EXERCISE:
Only the lines from the start of the entries up to and including the line with "91L162 97L172 53L130" should be written out, exactly as they stand.

RECORDS:

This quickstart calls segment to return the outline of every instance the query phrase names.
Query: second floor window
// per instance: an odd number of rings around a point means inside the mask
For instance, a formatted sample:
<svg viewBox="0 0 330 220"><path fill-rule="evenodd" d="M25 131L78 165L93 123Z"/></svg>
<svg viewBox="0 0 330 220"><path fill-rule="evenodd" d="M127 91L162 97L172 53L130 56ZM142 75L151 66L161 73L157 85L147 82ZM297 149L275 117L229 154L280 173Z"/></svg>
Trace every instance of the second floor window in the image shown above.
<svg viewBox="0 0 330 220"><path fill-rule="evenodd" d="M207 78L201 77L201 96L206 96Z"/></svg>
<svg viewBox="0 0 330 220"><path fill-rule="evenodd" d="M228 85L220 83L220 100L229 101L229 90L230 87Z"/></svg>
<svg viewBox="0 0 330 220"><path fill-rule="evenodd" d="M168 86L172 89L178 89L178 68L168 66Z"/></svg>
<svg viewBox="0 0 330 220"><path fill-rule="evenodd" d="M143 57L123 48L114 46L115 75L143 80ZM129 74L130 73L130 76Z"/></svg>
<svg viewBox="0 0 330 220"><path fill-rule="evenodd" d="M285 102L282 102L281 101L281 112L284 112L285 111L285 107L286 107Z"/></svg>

EXERCISE OUTPUT:
This quickstart calls segment to return the outline of every instance the query phrase names.
Query: second floor window
// per instance: an odd number of rings around a point means inside the mask
For instance, a formatted sample:
<svg viewBox="0 0 330 220"><path fill-rule="evenodd" d="M25 131L78 165L93 123Z"/></svg>
<svg viewBox="0 0 330 220"><path fill-rule="evenodd" d="M127 91L162 97L172 53L130 56ZM142 75L151 66L161 73L157 85L147 82ZM297 149L275 117L229 154L280 173Z"/></svg>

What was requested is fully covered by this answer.